▶ [Source extract]:
* * * * *

# Modifier 52 Reduced Services



## Sott3935 (Apr 8, 2009)

I have been getting conflicating information on the scenario listed below.  Hopefully somebody can shed some light on this and help me.

CPT code 11200 States Removal of skin tags any area up to 15 lesions.

CPT code +11201 States each additional lesion 10 lesions or *PART OF*
Seeing that 11201 say's part of would their ever be a time that you would use modifier 52.

When you use both of these codes 25 lesions can be removed.  What if less than 25 is removed?  How many less than 25 would you use modifier 52?  Seeing that 11201 says part of does that mean that you would never use modifier 52.  

Any help that somebody can give me would be appreciated.

Thanks
Eddie Sottong


----------



## Brama (Apr 8, 2009)

* * * * *

▶ [Stored data]:

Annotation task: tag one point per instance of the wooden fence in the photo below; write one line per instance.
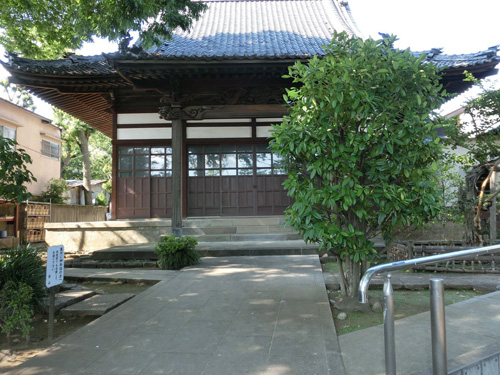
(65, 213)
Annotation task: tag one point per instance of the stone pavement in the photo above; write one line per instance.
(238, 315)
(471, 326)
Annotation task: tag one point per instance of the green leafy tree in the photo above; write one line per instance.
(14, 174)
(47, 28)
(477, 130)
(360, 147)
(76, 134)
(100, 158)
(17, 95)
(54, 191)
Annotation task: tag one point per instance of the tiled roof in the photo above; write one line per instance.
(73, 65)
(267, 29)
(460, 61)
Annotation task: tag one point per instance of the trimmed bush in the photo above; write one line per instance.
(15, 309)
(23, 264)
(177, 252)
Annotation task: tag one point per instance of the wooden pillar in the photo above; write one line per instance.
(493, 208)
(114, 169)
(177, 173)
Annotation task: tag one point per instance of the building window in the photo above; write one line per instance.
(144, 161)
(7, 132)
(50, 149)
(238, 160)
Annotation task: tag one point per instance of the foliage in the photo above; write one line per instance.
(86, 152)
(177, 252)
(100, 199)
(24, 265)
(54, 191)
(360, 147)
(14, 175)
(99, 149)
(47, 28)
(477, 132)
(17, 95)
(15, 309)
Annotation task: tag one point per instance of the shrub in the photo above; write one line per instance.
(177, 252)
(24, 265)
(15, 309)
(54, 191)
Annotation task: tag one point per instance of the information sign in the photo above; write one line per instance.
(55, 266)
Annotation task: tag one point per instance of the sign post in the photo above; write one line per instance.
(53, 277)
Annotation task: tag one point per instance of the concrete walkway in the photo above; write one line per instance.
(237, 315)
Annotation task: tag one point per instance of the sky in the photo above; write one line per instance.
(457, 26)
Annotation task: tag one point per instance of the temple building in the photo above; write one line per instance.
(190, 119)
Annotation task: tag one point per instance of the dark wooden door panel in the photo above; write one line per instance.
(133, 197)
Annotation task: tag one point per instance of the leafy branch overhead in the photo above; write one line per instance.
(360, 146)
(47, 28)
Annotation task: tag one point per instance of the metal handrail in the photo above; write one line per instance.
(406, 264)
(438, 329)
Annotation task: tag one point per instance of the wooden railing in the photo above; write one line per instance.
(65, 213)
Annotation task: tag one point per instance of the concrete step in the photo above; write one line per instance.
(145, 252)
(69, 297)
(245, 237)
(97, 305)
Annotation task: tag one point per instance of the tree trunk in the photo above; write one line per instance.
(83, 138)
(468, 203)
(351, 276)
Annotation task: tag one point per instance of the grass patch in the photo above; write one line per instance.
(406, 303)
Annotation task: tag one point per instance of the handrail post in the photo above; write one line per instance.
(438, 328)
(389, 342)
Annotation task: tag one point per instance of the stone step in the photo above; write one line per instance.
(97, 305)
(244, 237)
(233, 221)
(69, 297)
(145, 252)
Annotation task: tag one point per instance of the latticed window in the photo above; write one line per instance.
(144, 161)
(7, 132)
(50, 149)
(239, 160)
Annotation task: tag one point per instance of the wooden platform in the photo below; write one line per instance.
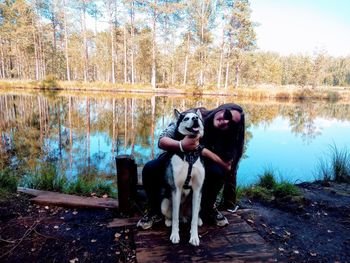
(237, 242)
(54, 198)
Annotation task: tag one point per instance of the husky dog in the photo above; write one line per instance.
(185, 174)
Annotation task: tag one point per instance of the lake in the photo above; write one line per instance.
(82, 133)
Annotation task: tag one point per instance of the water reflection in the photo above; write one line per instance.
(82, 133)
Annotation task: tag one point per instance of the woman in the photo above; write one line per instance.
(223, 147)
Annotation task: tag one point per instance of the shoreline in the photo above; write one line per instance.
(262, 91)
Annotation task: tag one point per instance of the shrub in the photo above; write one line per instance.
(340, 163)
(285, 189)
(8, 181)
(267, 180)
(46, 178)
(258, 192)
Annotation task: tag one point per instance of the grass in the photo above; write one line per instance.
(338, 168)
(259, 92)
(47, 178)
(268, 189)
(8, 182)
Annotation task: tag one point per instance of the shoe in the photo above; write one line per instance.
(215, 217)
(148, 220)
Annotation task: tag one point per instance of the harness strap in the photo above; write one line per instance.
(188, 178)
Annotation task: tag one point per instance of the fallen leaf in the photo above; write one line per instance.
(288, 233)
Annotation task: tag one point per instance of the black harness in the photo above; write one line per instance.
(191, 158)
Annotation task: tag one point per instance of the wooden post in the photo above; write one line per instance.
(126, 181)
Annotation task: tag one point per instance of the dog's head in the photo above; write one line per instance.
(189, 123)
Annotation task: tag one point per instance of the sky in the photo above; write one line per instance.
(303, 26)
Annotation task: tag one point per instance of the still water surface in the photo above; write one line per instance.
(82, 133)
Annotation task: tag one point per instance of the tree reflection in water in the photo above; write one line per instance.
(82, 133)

* * * * *

▶ [Task statement]:
Can you retype the modifier 52 thread word for word, starting with "CPT code +11201" and going on through "never use modifier 52."?

▶ [Written solution]:
CPT code +11201 States each additional lesion 10 lesions or *PART OF*
Seeing that 11201 say's part of would their ever be a time that you would use modifier 52.

When you use both of these codes 25 lesions can be removed.  What if less than 25 is removed?  How many less than 25 would you use modifier 52?  Seeing that 11201 says part of does that mean that you would never use modifier 52.